◆ What needs to be done ◆
Each line of the data below either holds "corrugated" or does not. Report how many do, and only that.

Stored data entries
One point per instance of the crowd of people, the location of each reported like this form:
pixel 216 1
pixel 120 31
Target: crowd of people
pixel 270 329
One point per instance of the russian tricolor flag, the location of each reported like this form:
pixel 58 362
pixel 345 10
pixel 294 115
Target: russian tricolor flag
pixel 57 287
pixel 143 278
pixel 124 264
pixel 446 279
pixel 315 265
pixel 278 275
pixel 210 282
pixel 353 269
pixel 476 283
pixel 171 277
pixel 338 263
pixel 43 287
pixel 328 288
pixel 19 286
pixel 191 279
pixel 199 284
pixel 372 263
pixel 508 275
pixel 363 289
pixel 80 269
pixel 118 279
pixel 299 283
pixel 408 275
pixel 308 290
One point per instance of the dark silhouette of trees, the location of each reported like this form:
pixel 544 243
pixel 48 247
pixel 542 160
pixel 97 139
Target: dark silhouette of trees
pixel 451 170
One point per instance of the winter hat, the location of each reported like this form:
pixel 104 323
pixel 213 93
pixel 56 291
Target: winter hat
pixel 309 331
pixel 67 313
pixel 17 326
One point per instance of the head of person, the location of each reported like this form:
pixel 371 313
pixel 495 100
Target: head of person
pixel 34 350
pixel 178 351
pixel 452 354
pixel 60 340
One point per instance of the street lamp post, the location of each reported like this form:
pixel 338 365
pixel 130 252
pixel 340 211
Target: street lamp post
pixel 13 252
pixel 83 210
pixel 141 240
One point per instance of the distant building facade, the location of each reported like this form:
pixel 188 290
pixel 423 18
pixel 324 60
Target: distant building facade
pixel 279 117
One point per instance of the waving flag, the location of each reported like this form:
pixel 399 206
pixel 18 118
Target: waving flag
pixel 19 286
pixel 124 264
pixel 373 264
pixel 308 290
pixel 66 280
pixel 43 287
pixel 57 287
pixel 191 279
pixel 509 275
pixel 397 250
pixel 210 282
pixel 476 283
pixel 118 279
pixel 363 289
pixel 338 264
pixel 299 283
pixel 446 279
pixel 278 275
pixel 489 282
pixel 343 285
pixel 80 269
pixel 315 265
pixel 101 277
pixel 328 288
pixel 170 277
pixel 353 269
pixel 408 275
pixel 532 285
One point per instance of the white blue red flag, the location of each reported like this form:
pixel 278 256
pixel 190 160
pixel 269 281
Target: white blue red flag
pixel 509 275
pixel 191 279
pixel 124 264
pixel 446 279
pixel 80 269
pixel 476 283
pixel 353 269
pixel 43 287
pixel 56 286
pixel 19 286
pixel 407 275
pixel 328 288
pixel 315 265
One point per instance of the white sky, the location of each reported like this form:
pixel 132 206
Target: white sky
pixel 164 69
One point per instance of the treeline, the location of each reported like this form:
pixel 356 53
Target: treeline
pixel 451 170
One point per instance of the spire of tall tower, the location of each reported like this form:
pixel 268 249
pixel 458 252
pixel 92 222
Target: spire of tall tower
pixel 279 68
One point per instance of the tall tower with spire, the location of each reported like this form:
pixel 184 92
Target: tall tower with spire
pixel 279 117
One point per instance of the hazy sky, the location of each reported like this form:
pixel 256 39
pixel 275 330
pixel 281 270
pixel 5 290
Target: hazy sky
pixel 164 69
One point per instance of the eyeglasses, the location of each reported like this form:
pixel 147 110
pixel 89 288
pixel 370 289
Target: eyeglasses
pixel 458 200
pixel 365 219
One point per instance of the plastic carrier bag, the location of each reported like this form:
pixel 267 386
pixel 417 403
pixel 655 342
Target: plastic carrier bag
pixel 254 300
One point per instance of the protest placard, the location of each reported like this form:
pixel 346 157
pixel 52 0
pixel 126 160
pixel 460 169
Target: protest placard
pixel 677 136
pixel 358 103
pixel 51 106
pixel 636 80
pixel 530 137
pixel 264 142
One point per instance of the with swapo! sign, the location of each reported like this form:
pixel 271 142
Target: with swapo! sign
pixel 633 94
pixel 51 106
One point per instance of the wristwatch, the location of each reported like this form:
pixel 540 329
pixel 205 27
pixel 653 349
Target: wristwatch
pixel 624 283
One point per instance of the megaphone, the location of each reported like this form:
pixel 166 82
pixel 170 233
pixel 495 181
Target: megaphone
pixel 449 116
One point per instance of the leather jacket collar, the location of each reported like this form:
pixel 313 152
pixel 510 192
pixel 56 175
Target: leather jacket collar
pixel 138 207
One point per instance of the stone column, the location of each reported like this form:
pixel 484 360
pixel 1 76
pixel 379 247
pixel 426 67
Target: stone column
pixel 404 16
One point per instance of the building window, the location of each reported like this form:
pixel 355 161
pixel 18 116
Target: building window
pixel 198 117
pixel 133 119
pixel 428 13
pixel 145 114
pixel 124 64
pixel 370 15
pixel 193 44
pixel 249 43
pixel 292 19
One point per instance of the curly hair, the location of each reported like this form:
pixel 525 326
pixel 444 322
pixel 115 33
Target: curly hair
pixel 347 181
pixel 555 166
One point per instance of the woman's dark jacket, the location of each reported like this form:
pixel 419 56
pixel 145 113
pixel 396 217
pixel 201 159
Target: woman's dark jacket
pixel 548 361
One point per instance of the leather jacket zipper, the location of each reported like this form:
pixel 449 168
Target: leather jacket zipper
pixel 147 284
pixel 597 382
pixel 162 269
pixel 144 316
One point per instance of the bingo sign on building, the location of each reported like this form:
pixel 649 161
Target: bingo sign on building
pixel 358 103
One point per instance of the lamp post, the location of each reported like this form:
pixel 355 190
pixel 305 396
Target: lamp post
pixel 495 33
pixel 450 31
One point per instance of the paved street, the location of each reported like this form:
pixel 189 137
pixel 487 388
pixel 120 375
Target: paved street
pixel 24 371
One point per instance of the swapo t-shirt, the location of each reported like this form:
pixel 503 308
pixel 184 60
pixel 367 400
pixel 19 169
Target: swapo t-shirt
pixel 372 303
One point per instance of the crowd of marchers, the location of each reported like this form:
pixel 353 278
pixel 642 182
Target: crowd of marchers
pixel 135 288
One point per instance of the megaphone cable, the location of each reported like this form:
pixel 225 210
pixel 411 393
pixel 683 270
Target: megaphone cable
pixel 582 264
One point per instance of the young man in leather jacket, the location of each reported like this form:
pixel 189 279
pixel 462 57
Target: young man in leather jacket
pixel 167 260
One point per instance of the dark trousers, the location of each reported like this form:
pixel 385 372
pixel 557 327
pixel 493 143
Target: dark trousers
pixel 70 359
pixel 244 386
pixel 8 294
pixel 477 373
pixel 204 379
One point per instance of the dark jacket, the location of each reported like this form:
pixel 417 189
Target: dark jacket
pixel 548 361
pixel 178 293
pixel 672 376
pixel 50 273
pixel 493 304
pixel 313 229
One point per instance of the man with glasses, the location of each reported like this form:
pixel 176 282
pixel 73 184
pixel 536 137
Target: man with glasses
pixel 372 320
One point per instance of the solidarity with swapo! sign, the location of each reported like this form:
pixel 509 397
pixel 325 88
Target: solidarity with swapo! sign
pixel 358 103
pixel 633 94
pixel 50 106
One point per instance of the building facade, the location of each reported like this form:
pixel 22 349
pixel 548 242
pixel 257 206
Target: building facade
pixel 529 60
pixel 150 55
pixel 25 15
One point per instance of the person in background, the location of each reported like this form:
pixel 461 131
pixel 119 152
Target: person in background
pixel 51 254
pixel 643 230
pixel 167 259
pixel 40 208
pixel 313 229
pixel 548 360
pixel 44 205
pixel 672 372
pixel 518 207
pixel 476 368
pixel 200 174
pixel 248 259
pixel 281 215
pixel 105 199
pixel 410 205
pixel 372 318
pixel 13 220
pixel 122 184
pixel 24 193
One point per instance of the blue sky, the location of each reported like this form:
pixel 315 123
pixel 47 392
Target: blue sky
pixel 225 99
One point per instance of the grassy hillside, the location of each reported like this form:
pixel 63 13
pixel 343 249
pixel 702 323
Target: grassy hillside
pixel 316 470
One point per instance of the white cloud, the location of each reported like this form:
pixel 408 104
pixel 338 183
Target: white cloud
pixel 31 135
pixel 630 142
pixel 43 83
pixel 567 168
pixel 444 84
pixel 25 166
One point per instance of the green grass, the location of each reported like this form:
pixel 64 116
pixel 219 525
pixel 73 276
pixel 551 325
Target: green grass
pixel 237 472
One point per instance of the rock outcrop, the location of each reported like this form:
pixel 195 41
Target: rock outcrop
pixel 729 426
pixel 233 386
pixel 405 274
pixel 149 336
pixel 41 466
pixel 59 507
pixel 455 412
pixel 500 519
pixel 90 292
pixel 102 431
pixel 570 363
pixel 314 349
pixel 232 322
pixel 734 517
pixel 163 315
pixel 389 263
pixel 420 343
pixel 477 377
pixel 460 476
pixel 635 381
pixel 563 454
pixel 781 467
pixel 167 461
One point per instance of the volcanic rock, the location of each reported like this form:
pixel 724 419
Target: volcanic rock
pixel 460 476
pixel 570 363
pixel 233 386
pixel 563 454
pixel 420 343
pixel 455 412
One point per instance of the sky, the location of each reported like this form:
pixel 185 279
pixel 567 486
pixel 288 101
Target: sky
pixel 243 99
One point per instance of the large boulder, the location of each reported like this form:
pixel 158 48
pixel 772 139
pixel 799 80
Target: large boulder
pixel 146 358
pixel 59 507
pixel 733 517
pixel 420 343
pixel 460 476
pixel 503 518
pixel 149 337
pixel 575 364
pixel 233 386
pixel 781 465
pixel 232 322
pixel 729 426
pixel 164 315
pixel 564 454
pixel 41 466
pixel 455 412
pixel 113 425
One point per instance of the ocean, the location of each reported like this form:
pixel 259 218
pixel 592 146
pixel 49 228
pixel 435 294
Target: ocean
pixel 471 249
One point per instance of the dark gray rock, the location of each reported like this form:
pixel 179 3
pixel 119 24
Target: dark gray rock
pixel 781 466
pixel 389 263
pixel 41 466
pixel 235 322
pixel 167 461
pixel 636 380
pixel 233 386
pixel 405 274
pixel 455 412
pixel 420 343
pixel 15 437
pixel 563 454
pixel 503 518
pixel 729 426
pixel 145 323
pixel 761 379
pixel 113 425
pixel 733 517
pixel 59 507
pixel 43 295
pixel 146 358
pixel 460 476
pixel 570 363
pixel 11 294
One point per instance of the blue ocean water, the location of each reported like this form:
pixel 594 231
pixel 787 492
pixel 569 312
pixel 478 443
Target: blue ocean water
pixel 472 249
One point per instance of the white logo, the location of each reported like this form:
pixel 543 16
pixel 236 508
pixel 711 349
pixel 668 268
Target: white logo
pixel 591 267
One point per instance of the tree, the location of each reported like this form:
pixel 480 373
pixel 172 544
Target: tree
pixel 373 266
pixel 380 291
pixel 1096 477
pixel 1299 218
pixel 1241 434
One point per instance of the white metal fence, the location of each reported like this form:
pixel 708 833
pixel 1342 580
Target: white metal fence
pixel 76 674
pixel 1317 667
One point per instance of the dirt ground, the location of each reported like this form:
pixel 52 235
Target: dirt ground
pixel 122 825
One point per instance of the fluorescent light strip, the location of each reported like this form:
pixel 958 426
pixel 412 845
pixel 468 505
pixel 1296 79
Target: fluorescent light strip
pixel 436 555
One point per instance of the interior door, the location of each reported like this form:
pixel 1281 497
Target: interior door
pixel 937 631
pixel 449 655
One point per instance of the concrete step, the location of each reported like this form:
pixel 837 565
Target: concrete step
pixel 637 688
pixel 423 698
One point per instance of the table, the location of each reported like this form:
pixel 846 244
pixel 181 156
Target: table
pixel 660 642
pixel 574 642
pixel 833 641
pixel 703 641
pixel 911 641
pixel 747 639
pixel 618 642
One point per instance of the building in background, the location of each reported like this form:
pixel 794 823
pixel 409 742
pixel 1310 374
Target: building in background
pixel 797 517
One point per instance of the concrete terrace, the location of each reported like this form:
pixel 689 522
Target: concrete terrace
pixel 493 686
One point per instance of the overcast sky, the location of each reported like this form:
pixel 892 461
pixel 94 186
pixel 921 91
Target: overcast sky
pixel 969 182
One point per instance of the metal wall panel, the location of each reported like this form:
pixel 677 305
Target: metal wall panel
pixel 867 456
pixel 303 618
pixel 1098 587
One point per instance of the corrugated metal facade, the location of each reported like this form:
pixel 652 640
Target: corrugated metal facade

◆ Final answer ◆
2